● The request:
Write out the records again from the line with "of the marble" to the end of the records, requests included, and shift every answer coordinate by adding 69 to it.

■ ■ ■ ■

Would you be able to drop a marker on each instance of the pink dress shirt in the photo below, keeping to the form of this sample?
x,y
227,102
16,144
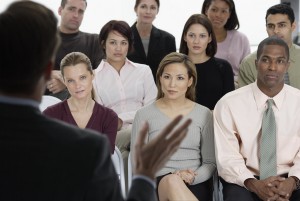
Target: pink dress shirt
x,y
237,127
126,92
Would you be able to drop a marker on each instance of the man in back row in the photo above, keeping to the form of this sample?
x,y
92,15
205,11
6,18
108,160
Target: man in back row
x,y
280,22
43,159
72,40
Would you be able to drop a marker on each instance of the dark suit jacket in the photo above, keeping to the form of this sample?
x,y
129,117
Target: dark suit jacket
x,y
43,159
161,43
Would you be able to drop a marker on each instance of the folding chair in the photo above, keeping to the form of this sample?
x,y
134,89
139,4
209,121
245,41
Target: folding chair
x,y
129,175
119,166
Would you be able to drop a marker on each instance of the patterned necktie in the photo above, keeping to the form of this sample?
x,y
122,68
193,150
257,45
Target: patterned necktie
x,y
286,78
268,162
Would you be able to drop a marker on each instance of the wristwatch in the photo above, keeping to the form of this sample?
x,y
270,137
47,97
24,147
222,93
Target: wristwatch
x,y
297,182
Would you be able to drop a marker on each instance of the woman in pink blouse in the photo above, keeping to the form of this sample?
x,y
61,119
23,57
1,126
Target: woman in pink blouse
x,y
233,45
120,84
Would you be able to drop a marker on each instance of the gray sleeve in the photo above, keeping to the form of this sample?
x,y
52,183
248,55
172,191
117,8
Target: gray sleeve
x,y
208,167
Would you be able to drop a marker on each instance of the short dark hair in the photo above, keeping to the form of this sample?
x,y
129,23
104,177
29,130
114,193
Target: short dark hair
x,y
29,37
281,9
137,2
64,2
272,40
121,27
211,48
172,58
233,21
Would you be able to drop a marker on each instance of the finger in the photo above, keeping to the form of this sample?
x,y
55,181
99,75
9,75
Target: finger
x,y
171,147
142,135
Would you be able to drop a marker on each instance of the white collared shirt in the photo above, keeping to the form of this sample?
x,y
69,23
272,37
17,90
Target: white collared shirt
x,y
126,92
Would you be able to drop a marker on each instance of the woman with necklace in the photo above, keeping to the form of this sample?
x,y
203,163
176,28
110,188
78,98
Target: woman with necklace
x,y
80,108
186,176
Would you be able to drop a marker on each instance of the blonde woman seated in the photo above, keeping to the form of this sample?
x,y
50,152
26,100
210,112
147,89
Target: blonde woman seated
x,y
186,176
80,109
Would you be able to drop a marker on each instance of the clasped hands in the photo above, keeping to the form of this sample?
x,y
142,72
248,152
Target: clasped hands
x,y
274,188
188,176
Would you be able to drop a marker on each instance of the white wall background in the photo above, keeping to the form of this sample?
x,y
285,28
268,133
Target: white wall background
x,y
171,17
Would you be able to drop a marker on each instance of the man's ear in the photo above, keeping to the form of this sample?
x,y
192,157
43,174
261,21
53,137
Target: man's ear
x,y
48,70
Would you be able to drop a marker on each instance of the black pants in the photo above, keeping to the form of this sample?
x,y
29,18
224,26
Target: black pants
x,y
202,191
233,192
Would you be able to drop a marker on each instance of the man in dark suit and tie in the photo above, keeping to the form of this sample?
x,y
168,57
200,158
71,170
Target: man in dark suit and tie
x,y
44,159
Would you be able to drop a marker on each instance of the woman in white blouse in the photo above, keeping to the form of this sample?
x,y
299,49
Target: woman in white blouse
x,y
120,84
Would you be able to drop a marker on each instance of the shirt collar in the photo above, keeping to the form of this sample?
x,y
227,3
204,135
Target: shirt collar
x,y
19,101
105,63
261,98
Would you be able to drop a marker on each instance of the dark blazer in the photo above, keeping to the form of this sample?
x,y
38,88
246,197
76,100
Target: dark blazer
x,y
44,159
161,43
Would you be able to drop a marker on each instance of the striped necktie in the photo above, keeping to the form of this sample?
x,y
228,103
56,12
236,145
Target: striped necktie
x,y
268,162
286,78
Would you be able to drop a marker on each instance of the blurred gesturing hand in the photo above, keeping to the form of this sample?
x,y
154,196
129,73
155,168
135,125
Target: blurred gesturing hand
x,y
151,157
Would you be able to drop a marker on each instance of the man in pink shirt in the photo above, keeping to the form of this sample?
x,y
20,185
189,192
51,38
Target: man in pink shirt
x,y
237,125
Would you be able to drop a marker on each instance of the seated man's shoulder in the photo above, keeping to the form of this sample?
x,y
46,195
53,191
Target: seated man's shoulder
x,y
63,133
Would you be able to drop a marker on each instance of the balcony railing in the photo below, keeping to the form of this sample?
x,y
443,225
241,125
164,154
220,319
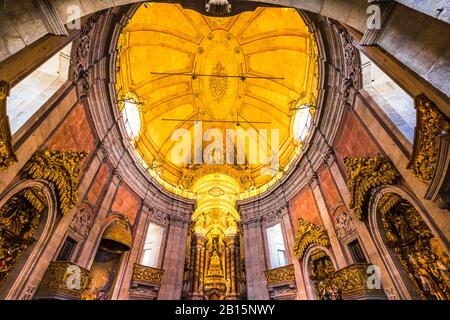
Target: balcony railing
x,y
352,281
147,275
64,280
280,275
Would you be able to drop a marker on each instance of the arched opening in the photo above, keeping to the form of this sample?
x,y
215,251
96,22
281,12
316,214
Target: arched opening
x,y
116,240
318,264
414,247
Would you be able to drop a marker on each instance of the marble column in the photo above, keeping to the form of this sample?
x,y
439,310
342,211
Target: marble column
x,y
198,252
328,225
255,262
173,264
290,241
87,254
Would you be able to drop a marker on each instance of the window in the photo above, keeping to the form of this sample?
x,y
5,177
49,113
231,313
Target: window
x,y
302,122
32,92
393,100
277,250
67,250
131,118
152,245
356,252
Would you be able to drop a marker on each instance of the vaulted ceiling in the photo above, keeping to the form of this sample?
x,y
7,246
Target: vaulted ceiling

■ ■ ■ ■

● Written solution:
Would you be able to drop a marker on each instance of the marble column in the photo above, keeping to the form of this sample?
x,y
439,310
342,211
Target: marble column
x,y
267,321
397,294
324,331
242,333
359,310
156,323
Would you be able to drop a marker on each instance of the window in the photo above, keeping to the form of this sample?
x,y
5,177
49,113
231,313
Target: window
x,y
371,191
101,161
462,169
346,319
136,319
200,187
221,314
425,321
Would you be able to drop a marker on each instance of the vaulted ceiling in the photo above, keeping to the form of this sample?
x,y
7,246
Target: vaulted ceiling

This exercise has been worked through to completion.